文化講座
被写界深度のこと
暑さもピークを過ぎ少しずつ秋の気配が感じられます。
自然の変化に敏感になれるのも写真のいいところですよね。
秋の撮影シーズンもすぐそこまでやってきています。
去年とちがったワンランク上の写真に挑戦していきましょう。
今回は 被写界深度 ということについて考えてみましょう。
被写界深度・・・ピントがあったようにみえる前後の範囲
正確なピント位置は被写体にあわせたほんの狭い一部ですが、その前後もシャープに見えるように写る範囲を被写界深度と呼んでいます。
この範囲が広がると画面全体がシャープな写真に見え、範囲が狭まると前ボケや背景ボケのある写真になります。
ではどうすればこんな写り具合を調節できるのでしょうか?
この大切な役目を担っているのがレンズの絞りなのですね、絞りの数値を変えることで被写界深度が変わってきます。
適正露出で撮影するためには絞りとシャッタースピードの組み合わせが必要です。

— データ —

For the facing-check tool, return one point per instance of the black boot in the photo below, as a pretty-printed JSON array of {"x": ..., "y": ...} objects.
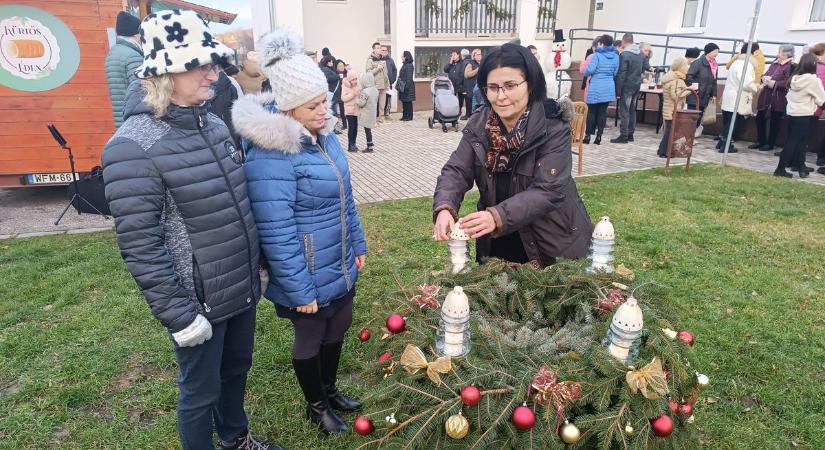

— 指示 1 —
上の被写界深度の本文から、「秋の撮影シーズンもすぐそこまでやってきています。」を含む語句で始まり「を被写界深度と呼んでいます。」で終わる部分を打ち直してください。
— 指示 2 —
上の被写界深度の本文では、写り具合を調節する大切な役目を担っているのは何だと述べていますか。

— 回答 1 —
秋の撮影シーズンもすぐそこまでやってきています。
去年とちがったワンランク上の写真に挑戦していきましょう。
今回は 被写界深度 ということについて考えてみましょう。
被写界深度・・・ピントがあったようにみえる前後の範囲
正確なピント位置は被写体にあわせたほんの狭い一部ですが、その前後もシャープに見えるように写る範囲を被写界深度と呼んでいます。

— 回答 2 —
レンズの絞りです。